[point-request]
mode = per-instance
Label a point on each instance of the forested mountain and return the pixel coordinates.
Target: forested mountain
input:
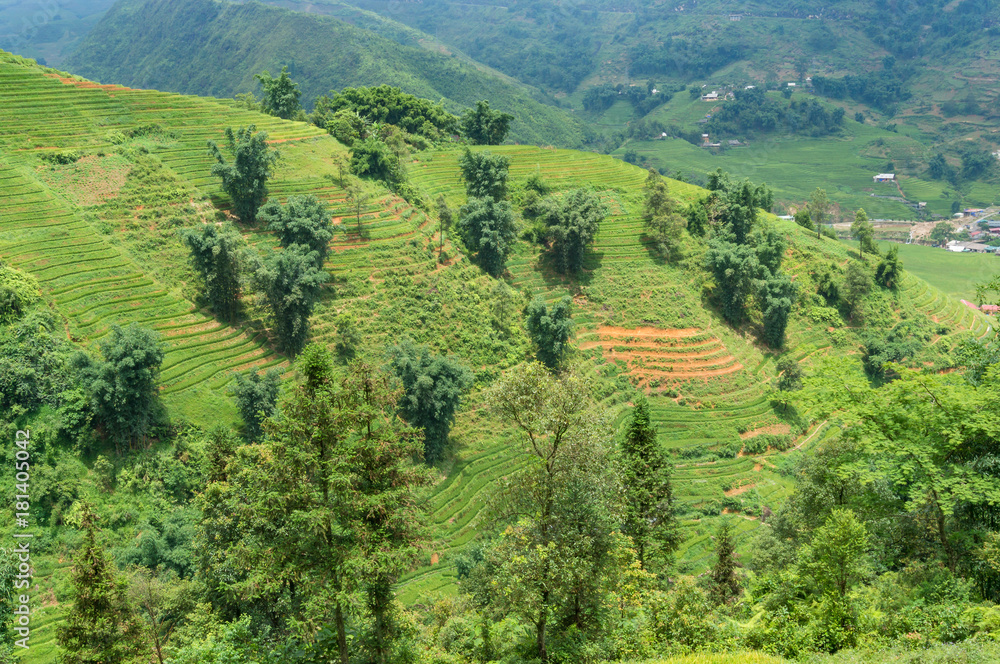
(216, 48)
(47, 31)
(291, 401)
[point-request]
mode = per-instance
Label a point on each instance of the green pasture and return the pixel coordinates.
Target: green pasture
(117, 258)
(795, 166)
(957, 274)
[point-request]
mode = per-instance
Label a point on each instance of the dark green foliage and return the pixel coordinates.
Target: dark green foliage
(124, 384)
(890, 269)
(725, 584)
(445, 219)
(978, 163)
(938, 168)
(302, 220)
(573, 220)
(789, 375)
(187, 46)
(388, 105)
(348, 337)
(18, 291)
(485, 126)
(215, 256)
(281, 95)
(245, 178)
(256, 396)
(828, 283)
(857, 284)
(819, 209)
(778, 295)
(101, 626)
(290, 282)
(753, 112)
(373, 158)
(901, 342)
(697, 219)
(432, 391)
(61, 158)
(485, 174)
(550, 329)
(863, 231)
(649, 513)
(736, 269)
(487, 228)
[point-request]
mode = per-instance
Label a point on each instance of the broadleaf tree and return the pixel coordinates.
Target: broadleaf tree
(245, 178)
(432, 391)
(215, 254)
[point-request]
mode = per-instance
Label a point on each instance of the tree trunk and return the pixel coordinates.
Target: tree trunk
(540, 636)
(341, 633)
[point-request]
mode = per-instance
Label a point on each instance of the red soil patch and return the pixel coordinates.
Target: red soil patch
(646, 361)
(610, 332)
(776, 429)
(740, 489)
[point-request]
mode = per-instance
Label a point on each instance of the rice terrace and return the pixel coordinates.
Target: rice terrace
(369, 382)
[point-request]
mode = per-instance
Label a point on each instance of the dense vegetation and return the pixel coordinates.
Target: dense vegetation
(696, 462)
(301, 41)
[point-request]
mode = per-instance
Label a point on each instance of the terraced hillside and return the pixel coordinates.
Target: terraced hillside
(100, 233)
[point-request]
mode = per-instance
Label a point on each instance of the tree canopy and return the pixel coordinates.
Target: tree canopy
(281, 95)
(485, 126)
(302, 220)
(432, 391)
(550, 329)
(573, 220)
(245, 178)
(215, 254)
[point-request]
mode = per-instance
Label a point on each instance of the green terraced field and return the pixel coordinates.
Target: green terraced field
(100, 235)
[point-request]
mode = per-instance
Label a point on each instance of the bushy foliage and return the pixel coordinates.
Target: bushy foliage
(573, 220)
(550, 329)
(281, 95)
(256, 397)
(290, 283)
(487, 229)
(432, 391)
(486, 126)
(385, 104)
(18, 291)
(124, 385)
(302, 220)
(752, 111)
(245, 178)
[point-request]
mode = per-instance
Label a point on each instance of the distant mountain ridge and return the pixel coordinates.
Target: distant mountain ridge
(208, 47)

● STATED PROBLEM
Transcribe the material as is, with images omitted.

● PROBLEM SOLUTION
[point-request]
mode = per-instance
Label a point on each instance of the forested mountain and return the pixel coordinates.
Target: forested mountain
input:
(216, 48)
(47, 31)
(291, 401)
[point-request]
mode = per-instance
Label a point on each instance of the green pasture and return the pixel coordinates.
Target: green pasture
(117, 258)
(795, 166)
(957, 274)
[point-request]
mode = per-instance
Label a point on each instance of the dark green foliage and return the pixel coordinates.
Target: dark green foliage
(124, 384)
(890, 269)
(725, 584)
(445, 219)
(978, 163)
(938, 168)
(302, 220)
(573, 220)
(789, 375)
(187, 46)
(388, 105)
(348, 337)
(18, 291)
(485, 126)
(215, 256)
(281, 95)
(245, 178)
(256, 396)
(828, 283)
(857, 284)
(819, 209)
(778, 295)
(101, 626)
(290, 282)
(753, 112)
(373, 158)
(901, 342)
(697, 219)
(432, 391)
(61, 158)
(485, 174)
(550, 329)
(863, 231)
(649, 513)
(736, 269)
(487, 228)
[point-request]
mode = per-instance
Label a point on each instance of the broadleaf tree and return the pixel coordinates.
Target: broadleaf tree
(245, 178)
(432, 391)
(215, 254)
[point-request]
mode = per-instance
Label a point on each instance of the tree trunk and return the pixel coordinates.
Target: tree trunk
(540, 636)
(341, 633)
[point-request]
mode = per-instance
Label a point on each instance of the red soil patch and return the pixel coordinates.
Target: red soil patch
(646, 361)
(610, 332)
(776, 429)
(740, 489)
[point-request]
mode = per-instance
Label a point on each instance of the rice terrace and return the pixel coordinates.
Target: rice terrace
(369, 382)
[point-request]
mode = per-instance
Label a point on each instance of the dense vegetation and return the pixel coordinates.
Target: dense vegetation
(696, 462)
(301, 41)
[point-request]
mode = per-instance
Label a point on each instance of the terraced hillside and return the pixel coordinates.
Target: terraced hillside
(100, 233)
[point-request]
mode = per-instance
Label a point on each instance of the tree canopy and return the pixel coordinates.
Target: tree canopy
(281, 95)
(485, 126)
(302, 220)
(432, 391)
(550, 329)
(573, 220)
(245, 178)
(215, 254)
[point-request]
mode = per-instance
Label a point on each instance of the green terraced field and return the pixel coordinates.
Target: green terraced field
(100, 235)
[point-request]
mode = per-instance
Label a point on each instance of the bushy foliage and return the pixel coordinates.
Target: bushy foliage
(573, 220)
(550, 329)
(281, 95)
(256, 397)
(290, 283)
(487, 229)
(432, 391)
(486, 126)
(385, 104)
(18, 291)
(124, 385)
(302, 220)
(752, 111)
(245, 178)
[point-request]
mode = per-instance
Label a point on each instance of the distant mountain ridge and return the pixel coordinates.
Target: distant mountain ridge
(208, 47)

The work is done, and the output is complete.